═══ THE DATA

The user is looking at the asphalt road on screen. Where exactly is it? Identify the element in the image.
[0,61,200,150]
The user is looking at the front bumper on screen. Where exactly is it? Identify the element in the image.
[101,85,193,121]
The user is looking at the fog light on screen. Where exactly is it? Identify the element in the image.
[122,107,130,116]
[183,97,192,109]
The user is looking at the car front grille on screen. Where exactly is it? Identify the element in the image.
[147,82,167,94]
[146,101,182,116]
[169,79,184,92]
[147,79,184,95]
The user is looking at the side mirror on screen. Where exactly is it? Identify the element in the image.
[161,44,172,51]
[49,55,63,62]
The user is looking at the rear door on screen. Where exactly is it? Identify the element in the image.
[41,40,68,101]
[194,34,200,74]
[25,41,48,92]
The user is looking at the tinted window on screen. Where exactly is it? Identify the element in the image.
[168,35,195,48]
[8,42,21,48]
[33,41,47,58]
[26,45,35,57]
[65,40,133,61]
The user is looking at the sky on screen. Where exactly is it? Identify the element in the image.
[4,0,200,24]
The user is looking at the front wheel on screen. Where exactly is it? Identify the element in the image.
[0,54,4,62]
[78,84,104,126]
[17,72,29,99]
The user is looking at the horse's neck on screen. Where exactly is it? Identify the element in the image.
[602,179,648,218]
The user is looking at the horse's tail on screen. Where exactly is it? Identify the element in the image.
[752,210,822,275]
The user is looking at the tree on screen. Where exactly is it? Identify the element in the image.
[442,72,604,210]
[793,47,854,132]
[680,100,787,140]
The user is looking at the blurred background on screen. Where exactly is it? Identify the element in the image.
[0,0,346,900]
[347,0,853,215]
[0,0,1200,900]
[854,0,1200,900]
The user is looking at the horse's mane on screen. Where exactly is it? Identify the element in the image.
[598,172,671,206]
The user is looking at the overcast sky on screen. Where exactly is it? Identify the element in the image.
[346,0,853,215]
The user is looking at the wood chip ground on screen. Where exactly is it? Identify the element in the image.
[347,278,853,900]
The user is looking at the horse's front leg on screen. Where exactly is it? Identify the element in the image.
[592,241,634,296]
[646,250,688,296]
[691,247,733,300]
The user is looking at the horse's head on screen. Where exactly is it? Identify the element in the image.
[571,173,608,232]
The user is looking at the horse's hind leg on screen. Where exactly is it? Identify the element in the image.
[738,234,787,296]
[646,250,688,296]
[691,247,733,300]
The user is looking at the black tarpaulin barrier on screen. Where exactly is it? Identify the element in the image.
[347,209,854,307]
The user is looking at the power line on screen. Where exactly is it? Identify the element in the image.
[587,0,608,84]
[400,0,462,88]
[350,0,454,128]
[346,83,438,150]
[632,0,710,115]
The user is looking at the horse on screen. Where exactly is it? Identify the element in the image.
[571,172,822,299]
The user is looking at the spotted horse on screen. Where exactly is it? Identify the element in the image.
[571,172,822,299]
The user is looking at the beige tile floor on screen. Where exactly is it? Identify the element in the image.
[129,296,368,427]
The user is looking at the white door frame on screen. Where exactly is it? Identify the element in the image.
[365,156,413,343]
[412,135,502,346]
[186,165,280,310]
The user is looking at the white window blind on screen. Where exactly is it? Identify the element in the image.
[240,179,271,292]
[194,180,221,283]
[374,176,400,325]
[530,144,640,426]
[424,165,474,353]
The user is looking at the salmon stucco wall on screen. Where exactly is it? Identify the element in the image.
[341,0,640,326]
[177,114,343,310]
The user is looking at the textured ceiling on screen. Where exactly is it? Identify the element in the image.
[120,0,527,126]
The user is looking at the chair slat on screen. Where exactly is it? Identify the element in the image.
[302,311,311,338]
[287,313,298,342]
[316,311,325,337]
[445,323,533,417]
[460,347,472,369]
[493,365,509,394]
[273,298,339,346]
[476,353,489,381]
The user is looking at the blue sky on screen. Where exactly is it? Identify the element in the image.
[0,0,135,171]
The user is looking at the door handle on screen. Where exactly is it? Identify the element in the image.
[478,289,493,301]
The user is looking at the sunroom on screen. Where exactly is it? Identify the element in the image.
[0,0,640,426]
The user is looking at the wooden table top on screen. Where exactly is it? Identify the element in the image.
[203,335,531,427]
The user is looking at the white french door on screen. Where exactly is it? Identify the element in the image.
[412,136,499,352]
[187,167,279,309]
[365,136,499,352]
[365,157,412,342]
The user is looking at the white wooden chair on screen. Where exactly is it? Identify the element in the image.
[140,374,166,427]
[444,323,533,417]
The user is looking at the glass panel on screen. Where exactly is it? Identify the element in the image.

══════

OBJECTIVE: Put the data, from its first line through the line that contains "[680,100,787,140]", into a numbered list, omitting any blank lines.

THE SOLUTION:
1. The user is looking at the asphalt road on screen. Where exactly is it? Identify the element in the image.
2. [0,61,200,150]
3. The user is looking at the front bumper on screen. Where exactly is it? Identify the element in the image.
4. [101,85,193,121]
5. The user is looking at the fog light on screen. Where exactly is it? Identify the element in the image.
6. [122,107,130,116]
7. [183,97,192,109]
8. The user is looking at the car front grille on screen. Where exactly is it? Identify the element in the image.
9. [147,82,167,94]
10. [146,101,182,116]
11. [169,79,184,92]
12. [147,79,184,95]
13. The user is looking at the side mirror on screen. Where exactly is it? Identify the element in the image.
14. [161,44,172,51]
15. [49,55,63,62]
16. The user is looking at the rear door on screen. Where exactly is it? Identify the element in the image.
17. [41,40,68,101]
18. [194,34,200,74]
19. [25,41,48,92]
20. The user is looking at the tinted window on screen. Where exactly is it? Identify the element in the image.
21. [168,35,195,48]
22. [8,42,21,48]
23. [33,41,47,58]
24. [26,45,35,57]
25. [65,40,133,61]
26. The user is looking at the sky on screen. Where exactly is it? Identify the element in the image.
27. [4,0,200,24]
28. The user is looking at the front wheel on screen. Where exactly is it? Identify the element in the image.
29. [0,54,4,62]
30. [78,84,104,126]
31. [17,72,29,99]
32. The user is looking at the horse's neck on screen. Where exactly is it? Identify the element in the image.
33. [602,179,648,218]
34. The user is looking at the horse's tail on screen. Where exactly is it? Identify the element in the image.
35. [752,210,822,275]
36. The user is looking at the tree on screen. Where exactly is it? Identify the element in the image.
37. [442,72,604,210]
38. [793,47,854,132]
39. [680,100,787,140]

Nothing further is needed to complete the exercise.